Collected data
═══
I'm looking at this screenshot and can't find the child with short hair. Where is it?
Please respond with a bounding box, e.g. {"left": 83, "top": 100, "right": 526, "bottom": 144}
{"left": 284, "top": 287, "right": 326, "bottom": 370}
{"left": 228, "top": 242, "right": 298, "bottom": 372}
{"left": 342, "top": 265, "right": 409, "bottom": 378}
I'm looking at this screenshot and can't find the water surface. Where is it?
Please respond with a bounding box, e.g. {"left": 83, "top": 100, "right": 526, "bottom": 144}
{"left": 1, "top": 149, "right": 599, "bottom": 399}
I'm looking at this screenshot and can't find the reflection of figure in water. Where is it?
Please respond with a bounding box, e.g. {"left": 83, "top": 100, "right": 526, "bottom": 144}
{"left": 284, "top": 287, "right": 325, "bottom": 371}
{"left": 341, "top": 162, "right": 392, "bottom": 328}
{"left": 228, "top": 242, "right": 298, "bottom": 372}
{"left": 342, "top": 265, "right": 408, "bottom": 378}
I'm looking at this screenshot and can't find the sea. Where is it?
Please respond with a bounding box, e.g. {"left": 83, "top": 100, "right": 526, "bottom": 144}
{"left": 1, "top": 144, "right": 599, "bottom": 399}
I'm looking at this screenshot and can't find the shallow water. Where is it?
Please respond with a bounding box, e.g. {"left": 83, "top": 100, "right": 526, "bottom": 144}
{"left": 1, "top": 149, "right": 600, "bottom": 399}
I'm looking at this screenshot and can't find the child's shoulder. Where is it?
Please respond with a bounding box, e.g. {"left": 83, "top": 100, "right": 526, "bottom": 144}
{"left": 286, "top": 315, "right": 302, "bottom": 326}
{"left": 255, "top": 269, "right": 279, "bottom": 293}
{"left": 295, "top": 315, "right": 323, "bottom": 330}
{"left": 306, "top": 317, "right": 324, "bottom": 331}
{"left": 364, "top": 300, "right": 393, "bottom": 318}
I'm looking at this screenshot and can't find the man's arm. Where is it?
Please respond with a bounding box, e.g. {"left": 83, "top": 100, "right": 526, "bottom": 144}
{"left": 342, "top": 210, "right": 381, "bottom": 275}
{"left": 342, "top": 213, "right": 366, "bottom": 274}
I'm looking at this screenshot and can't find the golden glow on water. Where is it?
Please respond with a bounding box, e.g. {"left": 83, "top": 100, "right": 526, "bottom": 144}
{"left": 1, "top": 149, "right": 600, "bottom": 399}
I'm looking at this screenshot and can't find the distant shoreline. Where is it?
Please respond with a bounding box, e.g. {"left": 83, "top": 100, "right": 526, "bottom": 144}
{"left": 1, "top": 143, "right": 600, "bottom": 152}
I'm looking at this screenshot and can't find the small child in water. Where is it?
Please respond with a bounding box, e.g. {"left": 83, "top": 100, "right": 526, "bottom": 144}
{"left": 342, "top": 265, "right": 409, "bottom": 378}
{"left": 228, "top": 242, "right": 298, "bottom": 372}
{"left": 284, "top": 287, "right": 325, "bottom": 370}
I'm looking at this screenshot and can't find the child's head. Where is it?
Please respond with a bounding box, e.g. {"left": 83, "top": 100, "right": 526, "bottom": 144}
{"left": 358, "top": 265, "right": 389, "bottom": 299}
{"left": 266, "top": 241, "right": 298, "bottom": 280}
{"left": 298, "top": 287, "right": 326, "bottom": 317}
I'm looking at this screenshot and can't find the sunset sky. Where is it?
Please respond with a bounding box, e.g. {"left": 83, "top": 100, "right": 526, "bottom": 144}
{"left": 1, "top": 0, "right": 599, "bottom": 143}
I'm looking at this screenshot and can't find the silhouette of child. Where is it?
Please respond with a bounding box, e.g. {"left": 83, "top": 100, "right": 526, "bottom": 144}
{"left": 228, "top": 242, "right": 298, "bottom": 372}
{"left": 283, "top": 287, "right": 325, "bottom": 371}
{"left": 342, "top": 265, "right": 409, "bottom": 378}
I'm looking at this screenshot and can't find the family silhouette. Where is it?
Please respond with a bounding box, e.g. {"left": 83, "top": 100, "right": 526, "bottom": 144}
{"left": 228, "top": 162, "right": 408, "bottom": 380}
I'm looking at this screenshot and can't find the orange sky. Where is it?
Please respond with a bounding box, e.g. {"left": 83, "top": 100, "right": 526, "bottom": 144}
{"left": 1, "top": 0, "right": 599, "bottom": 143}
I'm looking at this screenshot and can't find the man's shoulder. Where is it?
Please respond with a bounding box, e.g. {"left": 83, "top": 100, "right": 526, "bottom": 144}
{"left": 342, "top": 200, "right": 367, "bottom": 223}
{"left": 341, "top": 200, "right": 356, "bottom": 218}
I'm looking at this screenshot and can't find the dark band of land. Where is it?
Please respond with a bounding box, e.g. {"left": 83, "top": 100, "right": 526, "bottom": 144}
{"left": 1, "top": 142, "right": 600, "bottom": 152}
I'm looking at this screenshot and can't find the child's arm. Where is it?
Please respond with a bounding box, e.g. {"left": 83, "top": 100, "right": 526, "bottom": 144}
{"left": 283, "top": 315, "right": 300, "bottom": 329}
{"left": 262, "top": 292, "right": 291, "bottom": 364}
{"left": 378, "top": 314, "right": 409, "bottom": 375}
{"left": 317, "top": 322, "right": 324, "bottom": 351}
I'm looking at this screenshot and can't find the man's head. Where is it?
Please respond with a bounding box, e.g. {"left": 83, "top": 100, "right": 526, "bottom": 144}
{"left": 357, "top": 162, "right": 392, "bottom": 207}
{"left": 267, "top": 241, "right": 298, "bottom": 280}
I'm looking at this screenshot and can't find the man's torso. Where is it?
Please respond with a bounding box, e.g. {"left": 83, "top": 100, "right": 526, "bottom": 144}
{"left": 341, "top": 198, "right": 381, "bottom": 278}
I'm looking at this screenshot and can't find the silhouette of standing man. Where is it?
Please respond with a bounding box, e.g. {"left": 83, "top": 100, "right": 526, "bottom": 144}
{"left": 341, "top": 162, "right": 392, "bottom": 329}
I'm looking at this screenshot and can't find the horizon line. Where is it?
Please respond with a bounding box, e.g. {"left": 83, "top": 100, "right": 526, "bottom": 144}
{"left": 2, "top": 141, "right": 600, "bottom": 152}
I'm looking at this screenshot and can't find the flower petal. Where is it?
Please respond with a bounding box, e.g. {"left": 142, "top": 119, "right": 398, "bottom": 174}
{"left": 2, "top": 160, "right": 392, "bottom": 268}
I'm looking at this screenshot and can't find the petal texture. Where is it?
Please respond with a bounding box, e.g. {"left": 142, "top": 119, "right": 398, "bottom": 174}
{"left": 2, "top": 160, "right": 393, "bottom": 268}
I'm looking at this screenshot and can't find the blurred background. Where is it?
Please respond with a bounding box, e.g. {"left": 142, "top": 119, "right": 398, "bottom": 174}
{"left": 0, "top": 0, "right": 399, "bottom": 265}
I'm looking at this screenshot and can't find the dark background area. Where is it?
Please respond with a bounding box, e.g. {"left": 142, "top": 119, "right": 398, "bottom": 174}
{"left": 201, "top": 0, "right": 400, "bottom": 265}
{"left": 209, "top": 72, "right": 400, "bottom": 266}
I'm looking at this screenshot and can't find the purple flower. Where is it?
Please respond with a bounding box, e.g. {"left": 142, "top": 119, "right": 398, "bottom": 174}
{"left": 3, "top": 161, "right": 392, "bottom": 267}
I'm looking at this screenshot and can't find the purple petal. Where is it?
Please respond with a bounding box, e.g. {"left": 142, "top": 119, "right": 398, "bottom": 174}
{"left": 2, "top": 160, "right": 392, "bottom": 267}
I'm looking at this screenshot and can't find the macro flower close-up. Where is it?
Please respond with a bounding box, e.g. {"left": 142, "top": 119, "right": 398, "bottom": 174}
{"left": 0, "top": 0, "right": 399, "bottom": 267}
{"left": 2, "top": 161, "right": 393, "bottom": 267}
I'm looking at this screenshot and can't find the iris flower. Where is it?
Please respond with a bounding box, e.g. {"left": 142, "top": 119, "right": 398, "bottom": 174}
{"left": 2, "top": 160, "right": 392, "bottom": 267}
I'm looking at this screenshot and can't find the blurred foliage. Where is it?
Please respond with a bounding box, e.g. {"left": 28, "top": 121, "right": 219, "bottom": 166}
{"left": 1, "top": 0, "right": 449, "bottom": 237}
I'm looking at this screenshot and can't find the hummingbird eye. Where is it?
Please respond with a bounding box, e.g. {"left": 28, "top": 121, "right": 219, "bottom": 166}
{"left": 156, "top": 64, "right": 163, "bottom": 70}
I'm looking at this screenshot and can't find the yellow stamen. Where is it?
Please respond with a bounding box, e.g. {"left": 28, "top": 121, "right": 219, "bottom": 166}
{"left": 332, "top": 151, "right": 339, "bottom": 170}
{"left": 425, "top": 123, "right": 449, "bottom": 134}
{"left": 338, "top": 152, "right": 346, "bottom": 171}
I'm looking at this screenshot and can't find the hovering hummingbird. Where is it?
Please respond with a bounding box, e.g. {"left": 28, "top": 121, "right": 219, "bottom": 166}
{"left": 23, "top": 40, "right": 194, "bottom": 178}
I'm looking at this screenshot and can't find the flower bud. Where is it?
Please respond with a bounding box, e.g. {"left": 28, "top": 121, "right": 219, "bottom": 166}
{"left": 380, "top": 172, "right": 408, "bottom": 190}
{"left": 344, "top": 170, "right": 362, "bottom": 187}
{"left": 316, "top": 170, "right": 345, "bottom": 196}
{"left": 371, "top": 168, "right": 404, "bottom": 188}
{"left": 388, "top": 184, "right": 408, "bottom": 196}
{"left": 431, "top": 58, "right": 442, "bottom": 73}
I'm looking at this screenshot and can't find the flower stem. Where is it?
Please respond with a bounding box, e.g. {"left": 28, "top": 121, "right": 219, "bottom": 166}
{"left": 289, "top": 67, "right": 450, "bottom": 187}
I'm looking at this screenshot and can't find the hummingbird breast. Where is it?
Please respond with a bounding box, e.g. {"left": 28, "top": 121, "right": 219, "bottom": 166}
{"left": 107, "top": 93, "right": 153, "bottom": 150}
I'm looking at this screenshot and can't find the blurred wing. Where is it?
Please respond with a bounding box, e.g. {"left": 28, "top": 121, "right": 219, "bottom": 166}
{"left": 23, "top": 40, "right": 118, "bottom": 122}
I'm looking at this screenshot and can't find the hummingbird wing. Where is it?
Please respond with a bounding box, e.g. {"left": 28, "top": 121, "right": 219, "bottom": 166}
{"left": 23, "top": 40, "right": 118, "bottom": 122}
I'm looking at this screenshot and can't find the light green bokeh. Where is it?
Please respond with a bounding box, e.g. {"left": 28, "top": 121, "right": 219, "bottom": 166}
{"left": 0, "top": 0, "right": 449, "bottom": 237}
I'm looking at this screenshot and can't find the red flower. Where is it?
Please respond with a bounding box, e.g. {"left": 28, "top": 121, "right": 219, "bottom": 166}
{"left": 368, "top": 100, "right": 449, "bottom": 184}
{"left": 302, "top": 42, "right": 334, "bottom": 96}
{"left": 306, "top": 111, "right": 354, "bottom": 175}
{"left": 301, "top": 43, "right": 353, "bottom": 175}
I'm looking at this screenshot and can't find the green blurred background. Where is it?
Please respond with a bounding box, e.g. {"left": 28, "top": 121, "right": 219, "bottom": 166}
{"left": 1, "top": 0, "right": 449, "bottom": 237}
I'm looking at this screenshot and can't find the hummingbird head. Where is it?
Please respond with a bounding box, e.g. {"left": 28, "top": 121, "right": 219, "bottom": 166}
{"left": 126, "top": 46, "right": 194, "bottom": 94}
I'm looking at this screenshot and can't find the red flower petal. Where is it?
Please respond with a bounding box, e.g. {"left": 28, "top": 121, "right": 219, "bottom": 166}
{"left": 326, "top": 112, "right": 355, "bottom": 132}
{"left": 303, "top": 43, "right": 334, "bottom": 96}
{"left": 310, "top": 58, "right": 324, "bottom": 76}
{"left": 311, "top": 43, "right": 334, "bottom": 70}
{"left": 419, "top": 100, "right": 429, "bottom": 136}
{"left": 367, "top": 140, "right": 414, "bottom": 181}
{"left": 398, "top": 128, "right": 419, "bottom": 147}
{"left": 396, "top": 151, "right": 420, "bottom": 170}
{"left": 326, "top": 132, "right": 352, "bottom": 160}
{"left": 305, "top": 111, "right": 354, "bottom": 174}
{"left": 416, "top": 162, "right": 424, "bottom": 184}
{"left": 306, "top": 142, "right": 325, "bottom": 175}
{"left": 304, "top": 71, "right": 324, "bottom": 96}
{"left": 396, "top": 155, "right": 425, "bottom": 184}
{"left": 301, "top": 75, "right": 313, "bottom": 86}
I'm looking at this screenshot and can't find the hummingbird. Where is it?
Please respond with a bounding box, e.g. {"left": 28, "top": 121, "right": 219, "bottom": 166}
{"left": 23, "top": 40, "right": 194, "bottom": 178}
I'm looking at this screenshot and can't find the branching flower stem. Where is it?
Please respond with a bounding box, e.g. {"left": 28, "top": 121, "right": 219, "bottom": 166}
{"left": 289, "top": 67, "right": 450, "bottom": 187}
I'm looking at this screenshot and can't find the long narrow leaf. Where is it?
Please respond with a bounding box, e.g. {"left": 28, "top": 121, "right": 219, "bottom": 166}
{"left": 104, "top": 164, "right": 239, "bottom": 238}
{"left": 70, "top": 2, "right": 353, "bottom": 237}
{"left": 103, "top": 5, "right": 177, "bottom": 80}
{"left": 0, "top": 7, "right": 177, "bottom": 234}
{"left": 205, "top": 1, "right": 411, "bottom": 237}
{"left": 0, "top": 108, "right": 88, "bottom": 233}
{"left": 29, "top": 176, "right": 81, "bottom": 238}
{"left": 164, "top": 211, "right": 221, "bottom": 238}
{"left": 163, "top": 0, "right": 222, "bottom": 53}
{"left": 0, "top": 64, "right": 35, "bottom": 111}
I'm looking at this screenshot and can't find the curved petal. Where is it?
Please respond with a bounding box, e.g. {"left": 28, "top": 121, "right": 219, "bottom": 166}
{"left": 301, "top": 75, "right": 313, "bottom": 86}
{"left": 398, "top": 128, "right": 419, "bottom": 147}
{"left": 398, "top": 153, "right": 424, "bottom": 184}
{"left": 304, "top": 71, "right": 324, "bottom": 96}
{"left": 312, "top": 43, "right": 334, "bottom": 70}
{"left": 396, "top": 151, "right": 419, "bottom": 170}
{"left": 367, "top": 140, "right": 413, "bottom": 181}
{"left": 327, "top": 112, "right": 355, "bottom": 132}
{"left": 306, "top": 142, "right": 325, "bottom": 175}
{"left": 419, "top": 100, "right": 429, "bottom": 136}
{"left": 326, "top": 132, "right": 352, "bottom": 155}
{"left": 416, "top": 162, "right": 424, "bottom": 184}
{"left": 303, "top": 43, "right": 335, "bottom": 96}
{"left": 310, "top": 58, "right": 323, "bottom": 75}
═══
## Exercise prompt
Search the data for the word "wing" and report how many lines include it, with the number alone.

## Exercise answer
2